All of the data is to be set down again without any alteration.

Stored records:
= Beginning of Section =

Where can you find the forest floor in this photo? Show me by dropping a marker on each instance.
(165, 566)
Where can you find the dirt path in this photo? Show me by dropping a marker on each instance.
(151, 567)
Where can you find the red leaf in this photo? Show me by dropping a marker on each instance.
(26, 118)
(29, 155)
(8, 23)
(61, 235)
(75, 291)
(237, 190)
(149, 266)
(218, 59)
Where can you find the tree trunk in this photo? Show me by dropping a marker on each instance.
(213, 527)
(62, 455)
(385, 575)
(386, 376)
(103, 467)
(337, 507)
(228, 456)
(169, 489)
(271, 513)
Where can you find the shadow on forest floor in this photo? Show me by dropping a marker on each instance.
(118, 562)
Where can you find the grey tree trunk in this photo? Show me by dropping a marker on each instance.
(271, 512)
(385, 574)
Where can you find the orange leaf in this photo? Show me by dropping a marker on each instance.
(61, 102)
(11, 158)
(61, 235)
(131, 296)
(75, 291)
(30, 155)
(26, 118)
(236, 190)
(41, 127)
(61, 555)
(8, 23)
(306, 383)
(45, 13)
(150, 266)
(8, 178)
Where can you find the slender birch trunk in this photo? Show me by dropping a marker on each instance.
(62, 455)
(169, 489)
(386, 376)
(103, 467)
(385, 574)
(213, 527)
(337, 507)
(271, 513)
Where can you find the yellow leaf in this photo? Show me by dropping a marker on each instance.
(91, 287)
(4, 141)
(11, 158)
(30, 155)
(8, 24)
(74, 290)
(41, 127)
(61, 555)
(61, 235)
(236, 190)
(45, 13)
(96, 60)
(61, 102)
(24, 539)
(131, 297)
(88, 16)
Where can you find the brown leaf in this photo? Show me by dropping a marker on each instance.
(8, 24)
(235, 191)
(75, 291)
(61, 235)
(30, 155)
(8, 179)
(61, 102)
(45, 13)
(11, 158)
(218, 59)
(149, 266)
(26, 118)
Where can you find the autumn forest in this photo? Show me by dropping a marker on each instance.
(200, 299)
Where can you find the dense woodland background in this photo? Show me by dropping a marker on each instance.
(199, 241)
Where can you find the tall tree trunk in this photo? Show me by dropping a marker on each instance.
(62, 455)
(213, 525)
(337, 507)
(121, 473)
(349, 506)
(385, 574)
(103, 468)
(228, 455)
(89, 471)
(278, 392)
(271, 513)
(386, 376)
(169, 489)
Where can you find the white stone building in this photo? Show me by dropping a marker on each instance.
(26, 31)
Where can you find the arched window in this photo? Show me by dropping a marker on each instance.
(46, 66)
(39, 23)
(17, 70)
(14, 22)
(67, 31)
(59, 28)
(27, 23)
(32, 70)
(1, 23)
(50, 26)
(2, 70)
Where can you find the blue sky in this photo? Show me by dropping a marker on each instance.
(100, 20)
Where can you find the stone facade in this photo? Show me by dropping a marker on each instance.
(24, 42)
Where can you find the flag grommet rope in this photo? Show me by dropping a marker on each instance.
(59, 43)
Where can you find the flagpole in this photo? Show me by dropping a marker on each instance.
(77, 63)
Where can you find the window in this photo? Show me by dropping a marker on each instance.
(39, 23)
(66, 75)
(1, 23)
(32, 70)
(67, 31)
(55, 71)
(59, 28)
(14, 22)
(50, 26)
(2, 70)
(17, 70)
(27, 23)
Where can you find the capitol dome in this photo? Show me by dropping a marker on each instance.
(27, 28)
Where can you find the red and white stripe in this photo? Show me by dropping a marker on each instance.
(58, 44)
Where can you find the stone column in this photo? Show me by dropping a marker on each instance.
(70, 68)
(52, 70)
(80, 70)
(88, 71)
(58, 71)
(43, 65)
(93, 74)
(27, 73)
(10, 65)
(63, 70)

= End of Section =

Solution:
Where can you find the forest floor in this photo? Show me by dropping a marker on each instance.
(165, 566)
Where can you find the dirt path in this photo? Show me by dropping a marker on each instance.
(151, 567)
Where can you find the red leaf in this photo? Show me by dropping a marker on each instance.
(26, 118)
(29, 155)
(8, 23)
(61, 235)
(75, 291)
(237, 190)
(149, 266)
(218, 59)
Where can you find the tree trunk in this photo? Show me by dropping a marker on each instance.
(213, 527)
(62, 455)
(385, 575)
(386, 376)
(103, 467)
(337, 507)
(228, 456)
(169, 489)
(271, 513)
Where can you find the shadow on forest floor in this photo? Show me by dropping a marker on each instance.
(118, 562)
Where can you find the grey tree trunk in this photo? Show me by dropping a marker on each instance.
(271, 512)
(385, 574)
Where can you find the orange leaf in this photo? Show me by dropping a marker on each instance.
(61, 102)
(11, 158)
(61, 235)
(131, 296)
(75, 291)
(30, 155)
(26, 118)
(236, 190)
(41, 127)
(61, 555)
(8, 23)
(306, 383)
(45, 13)
(150, 266)
(8, 178)
Where can you find the slender birch trunk in this photo? Show me by dropping a marker on each instance.
(62, 455)
(169, 489)
(386, 376)
(103, 467)
(385, 574)
(213, 527)
(337, 507)
(271, 513)
Where can you find the yellow leaf in this photo? Show me by dropping a marker on each instance.
(91, 287)
(4, 141)
(11, 158)
(30, 155)
(8, 24)
(74, 290)
(41, 127)
(61, 555)
(61, 235)
(236, 190)
(45, 13)
(96, 60)
(61, 102)
(24, 539)
(131, 297)
(88, 16)
Where can you find the brown leaf in this photo? Show me by dropping a marker on each instance.
(8, 24)
(235, 191)
(75, 291)
(61, 235)
(30, 155)
(8, 179)
(61, 102)
(45, 13)
(11, 158)
(218, 59)
(149, 266)
(26, 118)
Where can you find the autumn forest in this photo? Show me by dropping a marker on each instance.
(200, 299)
Where can you find the dense woodland background in this photo? Show me by dropping a marker on each instance.
(199, 241)
Where can you find the tall tree trunk in this photo? Show me by dropping a marker on each instance.
(62, 455)
(213, 525)
(337, 507)
(121, 473)
(349, 506)
(385, 574)
(103, 468)
(228, 455)
(89, 471)
(278, 392)
(271, 513)
(386, 376)
(169, 489)
Where can you find the white stone building in this photo? Show me by dropping a marker on each instance.
(26, 31)
Where can you find the arched window in this photo? Show me by dropping a marker on each instance.
(46, 66)
(39, 23)
(17, 70)
(14, 22)
(67, 31)
(59, 28)
(27, 23)
(32, 70)
(1, 23)
(50, 26)
(2, 70)
Where can you find the blue sky in this photo? Show me by dropping a marker on each instance.
(100, 20)
Where can you find the stone facade in this photo? Show me by dropping a marker on each instance.
(24, 42)
Where can you find the flag grommet rope in this photo? Show me by dropping a marker on each instance.
(59, 43)
Where can you find the flagpole in this photo? Show me by dropping a marker on each instance.
(77, 63)
Where can you find the window in this photo? Show me by dropping a marker on each instance.
(39, 23)
(66, 75)
(1, 23)
(32, 70)
(67, 31)
(55, 71)
(59, 28)
(14, 22)
(50, 26)
(2, 70)
(17, 70)
(27, 23)
Where can you find the capitol dome in this photo? Show me by dropping a marker on each instance.
(27, 28)
Where can you find the red and white stripe in this photo? Show me by dropping a marker on each instance.
(58, 44)
Where can you find the stone column in this photo? Show me by dropping a marker on each instance.
(70, 68)
(52, 70)
(80, 70)
(88, 71)
(58, 71)
(43, 65)
(93, 74)
(27, 73)
(10, 65)
(63, 70)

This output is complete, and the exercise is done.